## Your assignment
Give back all of the data exactly as it stands, with the pictures removed.

## Records shown

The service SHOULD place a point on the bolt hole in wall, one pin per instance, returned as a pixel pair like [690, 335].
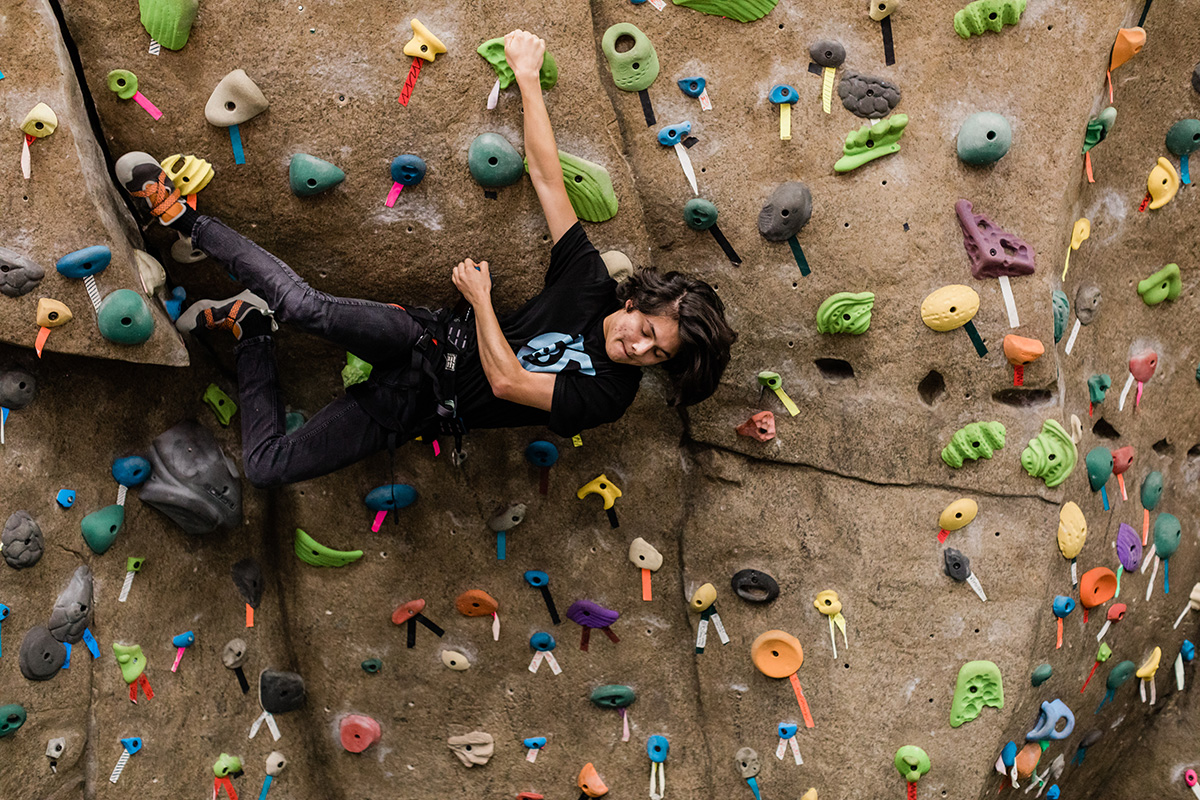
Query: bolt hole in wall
[931, 388]
[1024, 397]
[834, 370]
[1102, 428]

## Exercise result
The service SHOULD place a point on the bolt hole in wall, one pin per instance, returned as a pixel pair like [690, 335].
Query: bolt hole in wall
[931, 388]
[1024, 397]
[834, 370]
[1102, 428]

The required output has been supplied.